* _Request_
Rewrite all of the material below with "drop a dot on each instance of" replaced by "mark every" and everything else left unchanged. Leave the pictures out of your answer.
··· Task input ···
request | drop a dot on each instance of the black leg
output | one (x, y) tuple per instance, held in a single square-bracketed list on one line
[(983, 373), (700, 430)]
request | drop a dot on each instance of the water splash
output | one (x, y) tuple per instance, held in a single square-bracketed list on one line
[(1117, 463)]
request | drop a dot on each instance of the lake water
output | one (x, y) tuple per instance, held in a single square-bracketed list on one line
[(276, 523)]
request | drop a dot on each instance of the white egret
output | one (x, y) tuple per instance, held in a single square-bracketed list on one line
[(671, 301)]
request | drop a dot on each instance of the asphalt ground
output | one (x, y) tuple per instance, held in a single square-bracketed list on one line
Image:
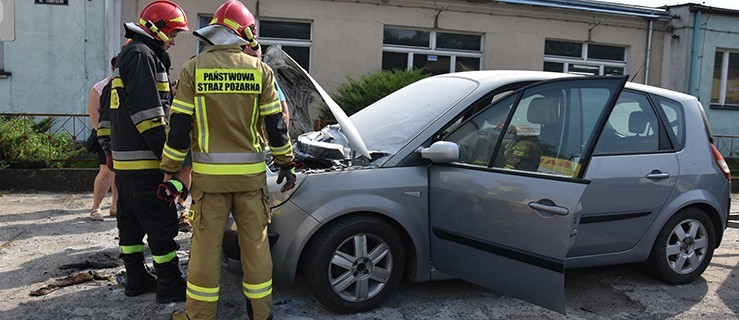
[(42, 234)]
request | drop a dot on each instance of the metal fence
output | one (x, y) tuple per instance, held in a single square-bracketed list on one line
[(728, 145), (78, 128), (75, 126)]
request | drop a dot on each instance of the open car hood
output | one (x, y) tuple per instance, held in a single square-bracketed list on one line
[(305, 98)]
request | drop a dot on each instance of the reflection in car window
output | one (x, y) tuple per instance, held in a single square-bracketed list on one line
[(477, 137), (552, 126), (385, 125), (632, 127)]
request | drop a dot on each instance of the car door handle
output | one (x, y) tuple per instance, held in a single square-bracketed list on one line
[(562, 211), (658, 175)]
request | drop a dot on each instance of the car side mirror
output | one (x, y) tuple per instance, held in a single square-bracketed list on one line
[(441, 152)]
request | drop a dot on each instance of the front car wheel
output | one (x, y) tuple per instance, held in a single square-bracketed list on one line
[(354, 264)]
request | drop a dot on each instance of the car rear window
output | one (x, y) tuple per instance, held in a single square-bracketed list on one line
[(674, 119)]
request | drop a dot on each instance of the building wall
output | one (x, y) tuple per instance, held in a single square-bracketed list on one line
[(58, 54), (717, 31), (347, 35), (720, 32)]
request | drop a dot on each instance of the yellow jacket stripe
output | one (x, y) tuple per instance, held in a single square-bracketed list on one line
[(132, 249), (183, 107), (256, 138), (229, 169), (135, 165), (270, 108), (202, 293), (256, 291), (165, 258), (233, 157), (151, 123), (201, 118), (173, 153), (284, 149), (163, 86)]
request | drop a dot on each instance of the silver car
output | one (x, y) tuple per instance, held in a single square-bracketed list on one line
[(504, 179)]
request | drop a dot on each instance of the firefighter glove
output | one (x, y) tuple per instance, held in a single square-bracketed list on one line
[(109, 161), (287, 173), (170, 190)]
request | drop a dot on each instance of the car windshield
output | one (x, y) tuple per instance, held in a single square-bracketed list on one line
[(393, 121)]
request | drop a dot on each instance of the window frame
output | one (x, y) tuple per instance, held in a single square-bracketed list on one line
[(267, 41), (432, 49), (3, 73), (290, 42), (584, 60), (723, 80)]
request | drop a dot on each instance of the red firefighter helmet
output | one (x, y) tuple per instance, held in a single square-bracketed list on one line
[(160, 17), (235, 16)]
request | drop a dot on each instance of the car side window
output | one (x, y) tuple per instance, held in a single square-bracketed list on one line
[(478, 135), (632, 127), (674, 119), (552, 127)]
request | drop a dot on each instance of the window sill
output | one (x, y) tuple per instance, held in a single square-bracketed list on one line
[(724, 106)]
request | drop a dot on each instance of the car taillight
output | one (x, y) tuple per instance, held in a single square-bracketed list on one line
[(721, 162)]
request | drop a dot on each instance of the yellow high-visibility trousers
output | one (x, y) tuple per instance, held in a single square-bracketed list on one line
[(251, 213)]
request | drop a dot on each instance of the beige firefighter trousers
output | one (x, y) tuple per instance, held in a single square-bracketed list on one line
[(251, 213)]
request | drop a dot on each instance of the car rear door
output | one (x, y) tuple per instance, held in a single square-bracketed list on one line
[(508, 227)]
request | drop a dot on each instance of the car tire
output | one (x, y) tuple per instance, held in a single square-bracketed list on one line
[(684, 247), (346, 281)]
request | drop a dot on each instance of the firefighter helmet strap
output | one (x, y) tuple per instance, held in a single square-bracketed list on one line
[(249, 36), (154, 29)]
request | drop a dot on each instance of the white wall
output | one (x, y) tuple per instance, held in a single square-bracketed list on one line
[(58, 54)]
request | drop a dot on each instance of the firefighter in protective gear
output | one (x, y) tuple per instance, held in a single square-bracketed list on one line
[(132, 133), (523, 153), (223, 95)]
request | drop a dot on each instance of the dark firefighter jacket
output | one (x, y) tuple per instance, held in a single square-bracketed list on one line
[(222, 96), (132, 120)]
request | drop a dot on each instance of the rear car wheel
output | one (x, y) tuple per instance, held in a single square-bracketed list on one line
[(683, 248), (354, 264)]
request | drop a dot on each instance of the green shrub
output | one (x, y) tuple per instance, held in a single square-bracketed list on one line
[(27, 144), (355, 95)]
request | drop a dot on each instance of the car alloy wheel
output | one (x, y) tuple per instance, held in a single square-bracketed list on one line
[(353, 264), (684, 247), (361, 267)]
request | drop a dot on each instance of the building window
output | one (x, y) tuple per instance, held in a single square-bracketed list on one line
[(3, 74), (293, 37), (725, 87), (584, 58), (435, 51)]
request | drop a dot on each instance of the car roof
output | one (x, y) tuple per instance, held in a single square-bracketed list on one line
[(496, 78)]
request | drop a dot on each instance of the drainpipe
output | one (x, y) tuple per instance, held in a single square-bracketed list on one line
···
* _Written reply_
request | mark every the black leg
output | one (x, y) tuple per instance, held in a single square-bracketed list on one line
[(983, 373), (700, 430)]
request | mark every the water splash
output | one (x, y) tuple per instance, held in a single square-bracketed list on one line
[(1117, 463)]
request | mark every the lake water
output | one (x, y) tuple per instance, held in a single square-bracketed list on one line
[(276, 523)]
request | mark every the white egret
output | one (x, y) tuple per instance, held in a single square-bracketed list on one line
[(671, 301)]
request | mark every the asphalt ground
output | one (x, y) tuple per instance, held in a single square-bracketed list on one line
Image:
[(42, 234)]
request | mark every the metal fence
output | one (x, y) tuple per instance, held in a single square-bracketed list on one line
[(728, 145), (78, 128), (75, 126)]
request | mark every the open car hood
output | one (x, y) tuple per instance, held in a single square-bracketed list on one line
[(305, 98)]
request | mark every the reflection in car window
output | one (x, y) tuple per instance, held in a single square-bracketed list on one line
[(477, 137), (552, 126), (385, 125), (632, 127)]
request | mark every the car door handle
output | one (x, y) tuple per instance, held in a single square-bracketed list on one line
[(562, 211), (658, 175)]
request | mark every the car side mirror
output | one (x, y) tuple per instance, held in a single square-bracketed list on one line
[(441, 152)]
request | mark every the front car wheel
output | one (x, y) tuple per instance, held in a single square-bracketed list on one line
[(354, 264)]
request | mark every the car rear window
output | one (x, y) tuple per instance, held in a single square-bracketed list on one line
[(674, 119)]
request | mark every the building wall
output | one (x, y) tuple per instance, held in a single square-bracketed list on one line
[(58, 54), (717, 31), (347, 35), (720, 32)]
request | mark every the yellow jacket stripe
output | one (x, y) tuple per instance, held in a single square-bracketed list on one line
[(132, 249), (183, 107), (256, 138), (229, 169), (135, 165), (270, 108), (202, 293), (256, 291), (165, 258), (233, 157), (151, 123), (201, 118), (173, 153), (284, 149), (163, 86)]
request | mark every the silver car
output | one (x, y) tuple per instance, held in a single square-bracketed list on one line
[(504, 179)]
request | mark every the firefighter glove
output | one (x, y) tuple per instance, held in a single square-bracketed list on one line
[(109, 161), (287, 173), (170, 190)]
request | mark every the car windshield
output | one (x, y) tuple per instance, held in a single square-bracketed list on one line
[(393, 121)]
request | mark every the window frame
output | one (x, y) tuple per instance, held in a single square-bracketed list on one line
[(267, 41), (432, 49), (3, 73), (290, 42), (584, 60), (723, 80)]
request | mark every the red firefighter helmet
output | one (x, y) tuple per instance, held in a single square-bracketed list on one line
[(160, 17), (235, 16)]
request | mark every the car side window
output | one (x, y) tuple per instance, held in a single square-bracketed list on one line
[(478, 135), (632, 127), (674, 119), (552, 127)]
request | mark every the window sill
output | one (x, y) tuple per instance, held in a single square-bracketed list on one line
[(724, 106)]
request | mark every the car taillight
output | one (x, y) tuple per instance, held in a single square-bracketed list on one line
[(721, 162)]
request | mark every the yellow high-visibility trousers
output | one (x, y) tuple per instance, held in a single square-bracketed list on one line
[(251, 213)]
request | mark every the beige firefighter trousers
output | one (x, y) tuple per instance, held in a single square-bracketed list on one line
[(251, 213)]
request | mark every the car rear door
output | one (x, y) tuple per instance, held in a single square-bracketed list on one line
[(508, 227)]
request | mark every the car tire
output | one (x, y) tuple per instance, held in a single square-bracketed list on one line
[(684, 247), (346, 281)]
request | mark every the firefighter helmet strap
output | one (x, y) tuple per instance, held in a single square-bracketed list on one line
[(249, 36), (154, 29)]
request | mark every the white wall
output | one (x, y) tuple per instance, held in a single square-bracketed list on one line
[(58, 54)]
request | mark every the firefighter in protective gear
output | one (x, y) tuple per instance, held in a single square-bracketed list on one line
[(132, 133), (523, 153), (223, 95)]
request | mark every the dark firefighter jacket
output | one (x, y) tuple per instance, held in a single square-bracketed list on one line
[(222, 96), (132, 120)]
request | mark every the rear car wheel
output | one (x, y) tuple per instance, held in a single square-bracketed list on one line
[(683, 248), (354, 264)]
request | mark every the green shrub
output | one (x, y) tuple per instance, held in a single square-bracketed list on one line
[(27, 144), (355, 95)]
request | mark every the car alloy wheel
output | one (x, y) tuple per instance, held in a single square-bracketed list on one line
[(353, 264), (684, 247), (361, 267)]
request | mark every the building window
output | one (x, y) tuple per instance, held in a single square-bracketed list on one line
[(3, 74), (293, 37), (725, 87), (584, 58), (435, 51)]
request | mark every the car roof
output | one (x, y) tuple per instance, held in a single square-bracketed list on one line
[(496, 78)]
request | mark every the drainpipe
output | one (x, y) tuple per instance, held in a single square-bracketed list on one line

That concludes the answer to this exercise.